§ **Source extract**

=-=-=-=-=

Flashing and darting wonderfully, like a school of minnows, never giving a hint of where it will go next, “Catskin” by Kelly Link tells of a witch, her three children, and what happens when a rival kills her. One foot in fairy tale land and in the real, edgy world, the back and forth play (like a cat batting a ball, har har) makes for a highly engaging read that unravels itself delightfully. Feeling western through and through, “How Carlos Webster Changed His Name to Carl and Became a Famous Oklahoma Lawman” by Elmore Leonard is about an outlaw bank robber getting his just desserts, but in a fashion so rooted in character and idiosyncrasy the reader entirely forgets the stereotypes at play. Playing off heroism and the image of heroism in early 20th century press, the story somehow even feels a bit Quentin Tarantino-esque in its characters.

Sparkle’ is the word I most associate with Neil Gaiman—his dynamic sense of storytelling, vigor, and diction leading me to think of that. But with “Closing Time” I’m missing sparkle. A brief story that is framed for some reason, it tells of a group of boys and a ‘haunting encounter’ they have one day while playing. A story carried by its superb authorial voice, “Otherwise Pandemonium” by Nick Hornby tells of the supernatural circumstances which pave the way for a highschooler in Berkely in the 90s to lose his virginity. Wanting to tape basketball games, he buys a used VCR from a junk shop for fifty bucks. Testing it once he gets home, everything seems to work fine. Watching the basketball game later, however, takes a turn for the weird. Not a cheap sci-fi idea exploited for a story idea, Hornby keeps teenage interests front and center.

=-=-=-=-=

§ **Tasks to carry out**
**A.** Rewrite the story reviews starting with "Sparkle’ is the" and going on through "front and center.", swapping "VCR" for "video recorder".
**B.** Which story titles appear in the story reviews? Give each one.
**C.** In the story reviews, why does the highschooler buy a used VCR?
Answer using the story reviews alone.

Entries from an annotation dataset
=-=-=-=-=

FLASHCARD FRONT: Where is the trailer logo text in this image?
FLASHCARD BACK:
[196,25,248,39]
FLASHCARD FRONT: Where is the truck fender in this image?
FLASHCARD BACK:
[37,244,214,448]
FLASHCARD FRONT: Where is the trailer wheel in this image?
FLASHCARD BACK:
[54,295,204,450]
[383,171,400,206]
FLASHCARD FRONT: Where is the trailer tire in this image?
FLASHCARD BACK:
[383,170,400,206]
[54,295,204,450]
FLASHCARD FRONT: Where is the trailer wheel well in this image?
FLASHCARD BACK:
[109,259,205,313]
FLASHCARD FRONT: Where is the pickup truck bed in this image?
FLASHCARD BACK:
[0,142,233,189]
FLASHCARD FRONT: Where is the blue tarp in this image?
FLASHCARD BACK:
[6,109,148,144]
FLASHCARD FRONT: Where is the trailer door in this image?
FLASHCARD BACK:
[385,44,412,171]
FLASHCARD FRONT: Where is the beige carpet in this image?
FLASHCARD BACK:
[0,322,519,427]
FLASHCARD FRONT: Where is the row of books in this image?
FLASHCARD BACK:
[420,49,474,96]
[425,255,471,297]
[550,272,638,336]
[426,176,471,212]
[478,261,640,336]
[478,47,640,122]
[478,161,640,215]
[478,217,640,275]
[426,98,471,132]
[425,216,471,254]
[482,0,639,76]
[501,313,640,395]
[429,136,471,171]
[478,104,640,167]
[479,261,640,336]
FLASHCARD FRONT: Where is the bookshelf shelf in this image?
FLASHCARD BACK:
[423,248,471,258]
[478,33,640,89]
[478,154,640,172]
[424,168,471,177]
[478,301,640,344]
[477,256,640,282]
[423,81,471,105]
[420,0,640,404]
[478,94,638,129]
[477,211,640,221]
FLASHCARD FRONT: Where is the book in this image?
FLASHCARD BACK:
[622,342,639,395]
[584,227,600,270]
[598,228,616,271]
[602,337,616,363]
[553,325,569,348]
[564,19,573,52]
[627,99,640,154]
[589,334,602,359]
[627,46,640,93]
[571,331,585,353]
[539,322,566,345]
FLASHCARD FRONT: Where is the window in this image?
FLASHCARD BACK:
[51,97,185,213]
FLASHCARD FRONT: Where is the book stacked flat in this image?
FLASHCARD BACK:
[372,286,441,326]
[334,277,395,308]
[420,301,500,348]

=-=-=-=-=

§ **Solutions**
**A.**
Sparkle’ is the word I most associate with Neil Gaiman—his dynamic sense of storytelling, vigor, and diction leading me to think of that. But with “Closing Time” I’m missing sparkle. A brief story that is framed for some reason, it tells of a group of boys and a ‘haunting encounter’ they have one day while playing. A story carried by its superb authorial voice, “Otherwise Pandemonium” by Nick Hornby tells of the supernatural circumstances which pave the way for a highschooler in Berkely in the 90s to lose his virginity. Wanting to tape basketball games, he buys a used video recorder from a junk shop for fifty bucks. Testing it once he gets home, everything seems to work fine. Watching the basketball game later, however, takes a turn for the weird. Not a cheap sci-fi idea exploited for a story idea, Hornby keeps teenage interests front and center.

**B.**
"Catskin"
"How Carlos Webster Changed His Name to Carl and Became a Famous Oklahoma Lawman"
"Closing Time"
"Otherwise Pandemonium"

**C.** He wants to tape basketball games.